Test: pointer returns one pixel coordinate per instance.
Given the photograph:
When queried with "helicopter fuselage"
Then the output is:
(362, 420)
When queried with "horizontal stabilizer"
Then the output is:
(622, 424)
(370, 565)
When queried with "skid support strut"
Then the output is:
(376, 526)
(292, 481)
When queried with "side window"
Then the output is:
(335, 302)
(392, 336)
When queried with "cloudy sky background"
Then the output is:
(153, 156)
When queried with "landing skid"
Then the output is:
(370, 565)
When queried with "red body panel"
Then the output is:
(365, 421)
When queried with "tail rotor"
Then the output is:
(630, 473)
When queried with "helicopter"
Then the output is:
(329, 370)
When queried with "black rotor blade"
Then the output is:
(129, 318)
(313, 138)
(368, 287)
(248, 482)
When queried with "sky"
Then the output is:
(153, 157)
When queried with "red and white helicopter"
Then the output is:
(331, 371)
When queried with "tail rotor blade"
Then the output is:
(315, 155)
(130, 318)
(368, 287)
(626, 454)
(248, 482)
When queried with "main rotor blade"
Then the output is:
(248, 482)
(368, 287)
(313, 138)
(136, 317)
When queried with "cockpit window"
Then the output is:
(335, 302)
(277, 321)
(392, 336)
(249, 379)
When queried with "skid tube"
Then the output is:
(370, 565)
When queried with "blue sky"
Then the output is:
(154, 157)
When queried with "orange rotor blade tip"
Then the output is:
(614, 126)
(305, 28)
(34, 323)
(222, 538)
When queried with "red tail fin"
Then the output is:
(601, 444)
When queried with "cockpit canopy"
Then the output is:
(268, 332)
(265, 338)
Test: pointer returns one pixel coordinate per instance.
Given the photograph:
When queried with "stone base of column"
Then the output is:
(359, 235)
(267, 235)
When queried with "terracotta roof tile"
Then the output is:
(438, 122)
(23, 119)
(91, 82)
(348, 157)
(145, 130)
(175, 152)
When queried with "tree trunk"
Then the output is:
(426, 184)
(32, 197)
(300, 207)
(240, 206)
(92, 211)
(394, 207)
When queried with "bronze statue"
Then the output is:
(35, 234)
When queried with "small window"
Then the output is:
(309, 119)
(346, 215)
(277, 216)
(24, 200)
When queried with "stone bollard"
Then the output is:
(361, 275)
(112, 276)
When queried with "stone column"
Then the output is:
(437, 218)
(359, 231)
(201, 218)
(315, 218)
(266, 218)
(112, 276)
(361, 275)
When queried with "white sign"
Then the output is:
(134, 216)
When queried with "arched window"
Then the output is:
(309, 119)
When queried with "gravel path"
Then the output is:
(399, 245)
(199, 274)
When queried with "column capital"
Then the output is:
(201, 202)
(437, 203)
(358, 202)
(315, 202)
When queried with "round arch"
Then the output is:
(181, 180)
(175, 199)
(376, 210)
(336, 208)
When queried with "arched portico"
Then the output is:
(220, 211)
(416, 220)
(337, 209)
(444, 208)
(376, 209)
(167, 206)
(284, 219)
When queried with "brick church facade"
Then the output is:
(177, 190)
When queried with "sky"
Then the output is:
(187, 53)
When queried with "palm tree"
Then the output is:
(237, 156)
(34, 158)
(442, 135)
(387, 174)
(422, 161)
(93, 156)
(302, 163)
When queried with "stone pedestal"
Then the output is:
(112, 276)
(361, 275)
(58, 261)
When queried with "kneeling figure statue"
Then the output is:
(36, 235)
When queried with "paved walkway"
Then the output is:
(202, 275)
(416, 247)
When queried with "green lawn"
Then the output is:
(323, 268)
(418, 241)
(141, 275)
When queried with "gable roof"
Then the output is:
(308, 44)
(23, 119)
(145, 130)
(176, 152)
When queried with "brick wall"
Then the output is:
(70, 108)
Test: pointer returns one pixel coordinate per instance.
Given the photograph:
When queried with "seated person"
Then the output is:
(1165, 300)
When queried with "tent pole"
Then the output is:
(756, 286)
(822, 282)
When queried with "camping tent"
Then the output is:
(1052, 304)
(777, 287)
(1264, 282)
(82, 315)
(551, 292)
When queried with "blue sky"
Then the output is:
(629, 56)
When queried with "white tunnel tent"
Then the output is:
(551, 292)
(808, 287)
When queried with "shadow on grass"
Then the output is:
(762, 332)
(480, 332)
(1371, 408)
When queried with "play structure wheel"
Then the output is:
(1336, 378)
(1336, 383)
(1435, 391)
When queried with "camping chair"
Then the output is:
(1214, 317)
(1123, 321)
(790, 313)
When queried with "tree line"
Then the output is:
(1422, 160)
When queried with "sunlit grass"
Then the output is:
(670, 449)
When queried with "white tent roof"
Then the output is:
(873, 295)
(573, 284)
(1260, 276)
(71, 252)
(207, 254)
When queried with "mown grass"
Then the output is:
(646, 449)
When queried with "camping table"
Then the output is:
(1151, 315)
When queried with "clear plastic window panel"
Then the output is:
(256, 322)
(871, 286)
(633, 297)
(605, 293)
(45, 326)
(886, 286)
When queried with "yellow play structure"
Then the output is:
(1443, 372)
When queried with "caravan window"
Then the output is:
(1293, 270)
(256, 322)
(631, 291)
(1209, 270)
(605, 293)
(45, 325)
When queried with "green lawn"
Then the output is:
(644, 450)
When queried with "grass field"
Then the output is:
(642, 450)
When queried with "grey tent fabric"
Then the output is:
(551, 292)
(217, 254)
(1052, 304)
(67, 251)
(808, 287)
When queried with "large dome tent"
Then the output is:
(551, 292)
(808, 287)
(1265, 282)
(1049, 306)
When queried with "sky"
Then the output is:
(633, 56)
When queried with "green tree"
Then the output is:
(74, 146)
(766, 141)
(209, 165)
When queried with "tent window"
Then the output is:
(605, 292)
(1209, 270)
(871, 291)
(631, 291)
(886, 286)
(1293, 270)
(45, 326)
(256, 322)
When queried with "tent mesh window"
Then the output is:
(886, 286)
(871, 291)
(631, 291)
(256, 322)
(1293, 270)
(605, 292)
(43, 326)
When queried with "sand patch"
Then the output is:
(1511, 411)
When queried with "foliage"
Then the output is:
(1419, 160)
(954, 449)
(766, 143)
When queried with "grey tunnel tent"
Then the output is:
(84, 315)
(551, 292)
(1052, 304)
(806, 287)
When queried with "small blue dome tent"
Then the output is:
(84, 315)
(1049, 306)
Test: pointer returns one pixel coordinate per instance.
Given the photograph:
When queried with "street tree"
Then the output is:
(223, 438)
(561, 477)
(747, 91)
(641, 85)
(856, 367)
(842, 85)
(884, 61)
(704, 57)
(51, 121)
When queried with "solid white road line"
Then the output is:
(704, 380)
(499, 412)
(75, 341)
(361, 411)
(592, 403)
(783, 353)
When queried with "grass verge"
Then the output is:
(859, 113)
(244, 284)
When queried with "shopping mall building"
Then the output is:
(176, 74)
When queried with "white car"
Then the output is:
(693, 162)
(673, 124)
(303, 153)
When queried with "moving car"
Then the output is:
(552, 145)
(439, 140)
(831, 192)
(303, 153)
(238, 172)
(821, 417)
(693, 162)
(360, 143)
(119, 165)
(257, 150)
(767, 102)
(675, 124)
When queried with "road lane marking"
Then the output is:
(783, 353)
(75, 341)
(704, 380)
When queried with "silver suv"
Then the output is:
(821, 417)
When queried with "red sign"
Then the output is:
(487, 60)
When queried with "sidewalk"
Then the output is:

| WHAT THE TASK REQUIRES |
All of the entries above must be quoted exactly.

| RESPONSE TO THIS TASK |
Test: pointer returns one pixel coordinate per instance.
Given the photograph:
When queried with "helicopter fuselage"
Then the output is:
(362, 420)
When queried with "horizontal stabilizer"
Then the output is:
(622, 424)
(370, 565)
When queried with "skid support strut"
Then the output is:
(376, 526)
(292, 481)
When queried with "side window"
Then the output is:
(335, 302)
(392, 336)
When queried with "cloudy sky background"
Then the output is:
(153, 156)
When queried with "landing skid"
Then the output is:
(370, 565)
When queried with "red body panel"
Then the output is:
(365, 421)
When queried with "tail rotor"
Then the output is:
(630, 473)
When queried with "helicopter"
Then the output is:
(329, 370)
When queried with "black rotor blade"
Then the output is:
(129, 318)
(313, 138)
(368, 287)
(248, 482)
When queried with "sky"
Then the output is:
(153, 157)
When queried with "red and white helicopter"
Then the output is:
(331, 371)
When queried with "tail rotor blade"
Then the output is:
(315, 155)
(130, 318)
(368, 287)
(626, 454)
(248, 482)
When queried with "main rotor blade"
Then the output is:
(248, 482)
(368, 287)
(313, 138)
(136, 317)
When queried with "cockpit window"
Then the output is:
(335, 302)
(277, 321)
(392, 336)
(249, 379)
When queried with "skid tube"
Then the output is:
(370, 565)
When queried with "blue sky"
Then the output is:
(154, 157)
When queried with "orange rotor blade tip"
Then the output is:
(614, 126)
(305, 28)
(34, 323)
(222, 538)
When queried with "red tail fin"
Then the output is:
(601, 444)
When queried with "cockpit canopy"
Then the output is:
(268, 332)
(265, 338)
Test: pointer returns one pixel coordinate per instance.
Given the photograph:
When queried with "stone base of column"
Then the output is:
(359, 235)
(267, 235)
When queried with "terracotta roof tile"
Then the output is:
(438, 122)
(23, 119)
(91, 82)
(348, 157)
(145, 130)
(175, 152)
When queried with "tree trunk"
Then the output is:
(426, 184)
(32, 197)
(300, 207)
(240, 206)
(92, 211)
(394, 207)
When queried with "bronze statue"
Then the output is:
(35, 234)
When queried with "small window"
Then the output is:
(309, 119)
(346, 215)
(277, 216)
(24, 200)
When queried with "stone bollard"
Then the output is:
(361, 275)
(112, 276)
When queried with "stone column"
Then the output is:
(437, 218)
(359, 231)
(201, 218)
(315, 218)
(266, 218)
(112, 276)
(361, 275)
When queried with "white sign"
Then the output is:
(134, 216)
When queried with "arched window"
Then the output is:
(309, 119)
When queried with "gravel path"
Then the output is:
(399, 245)
(199, 274)
When queried with "column capital"
Then the output is:
(201, 202)
(437, 203)
(358, 202)
(315, 202)
When queried with "round arch"
Then the output is:
(181, 180)
(175, 199)
(376, 210)
(336, 208)
When queried with "arched portico"
Then the output is:
(220, 211)
(416, 220)
(337, 209)
(444, 208)
(376, 209)
(167, 206)
(284, 219)
When queried with "brick church facade"
Then the output is:
(177, 190)
When queried with "sky"
Then the output is:
(187, 53)
When queried with "palm tree"
Then the output is:
(237, 156)
(34, 158)
(442, 135)
(387, 174)
(422, 161)
(93, 156)
(302, 163)
When queried with "stone pedestal"
Then the output is:
(112, 276)
(361, 275)
(58, 261)
When queried with "kneeling figure statue"
Then the output is:
(36, 235)
When queried with "paved walkway"
Then the output is:
(202, 275)
(416, 247)
When queried with "green lawn"
Then the output is:
(323, 268)
(418, 241)
(141, 275)
When queried with "gable roof"
Then the output is:
(308, 44)
(23, 119)
(145, 130)
(176, 152)
When queried with "brick wall"
Then the output is:
(70, 108)
Test: pointer returns one pixel coordinate per instance.
Given the photograph:
When queried with "seated person"
Then the output is:
(1165, 300)
When queried with "tent pole"
Then the output is:
(756, 286)
(822, 282)
When queried with "camping tent"
Then the output is:
(1052, 304)
(777, 287)
(1264, 282)
(82, 315)
(551, 292)
When queried with "blue sky"
Then the output is:
(629, 56)
When queried with "white tunnel tent"
Then the output is:
(551, 292)
(808, 287)
When queried with "shadow on grass"
Then the output is:
(762, 332)
(480, 332)
(1371, 408)
When queried with "play structure wheel"
Then the output is:
(1336, 378)
(1336, 383)
(1435, 391)
When queried with "camping chair"
Then the output is:
(1214, 317)
(1123, 321)
(790, 313)
When queried with "tree line"
Then the output is:
(1422, 160)
When queried with "sunlit grass"
Then the output is:
(670, 449)
When queried with "white tent roof"
Then the output is:
(873, 295)
(573, 284)
(1260, 276)
(71, 252)
(207, 254)
When queried with "mown grass"
Then the output is:
(646, 449)
When queried with "camping table"
Then the output is:
(1151, 315)
When queried with "clear plastic window panel"
Then the output is:
(256, 322)
(871, 286)
(633, 297)
(605, 293)
(45, 326)
(886, 286)
When queried with "yellow play structure"
Then the output is:
(1443, 372)
When queried with "caravan window"
Then the output is:
(1293, 270)
(256, 322)
(631, 291)
(1209, 270)
(605, 293)
(45, 325)
When queried with "green lawn"
Then the output is:
(644, 450)
When queried with "grass field"
Then the output is:
(642, 450)
When queried with "grey tent fabric"
Then the output is:
(551, 292)
(217, 254)
(1052, 304)
(67, 251)
(808, 287)
When queried with "large dome tent"
Then the output is:
(551, 292)
(808, 287)
(1265, 282)
(1049, 306)
When queried with "sky"
Then the output is:
(633, 56)
When queried with "green tree"
Then the output is:
(74, 146)
(766, 141)
(209, 165)
When queried with "tent window"
Then the output is:
(605, 292)
(1209, 270)
(871, 291)
(631, 291)
(886, 286)
(1293, 270)
(45, 326)
(256, 322)
When queried with "tent mesh window"
Then the output is:
(886, 286)
(871, 291)
(631, 291)
(256, 322)
(1293, 270)
(605, 292)
(43, 326)
When queried with "sand patch"
Then the output is:
(1511, 411)
When queried with "foliage"
Then the output is:
(1419, 160)
(954, 449)
(766, 143)
When queried with "grey tunnel tent"
Then the output is:
(84, 315)
(551, 292)
(1052, 304)
(806, 287)
When queried with "small blue dome tent"
Then the output is:
(84, 315)
(1049, 306)
Test: pointer returns one pixel coordinate per instance.
Given the photograph:
When queried with "street tree"
Then the output is:
(223, 438)
(561, 477)
(747, 91)
(641, 85)
(856, 367)
(842, 85)
(884, 61)
(704, 57)
(51, 121)
When queried with "solid white road line"
Then the output is:
(704, 380)
(499, 412)
(75, 341)
(361, 411)
(592, 403)
(783, 353)
When queried with "grass verge"
Then the output is:
(859, 113)
(244, 284)
When queried with "shopping mall building"
Then the output is:
(176, 74)
When queried with "white car"
Then the output is:
(693, 162)
(673, 124)
(303, 153)
When queried with "moving car"
Then the output is:
(552, 145)
(439, 140)
(831, 192)
(303, 153)
(238, 172)
(821, 417)
(693, 162)
(360, 143)
(119, 165)
(257, 150)
(767, 102)
(675, 124)
When queried with "road lane marking"
Then the output is:
(783, 353)
(75, 341)
(704, 380)
When queried with "silver suv"
Then the output is:
(821, 417)
When queried with "red sign"
Then the output is:
(487, 60)
When queried with "sidewalk"
Then the output is:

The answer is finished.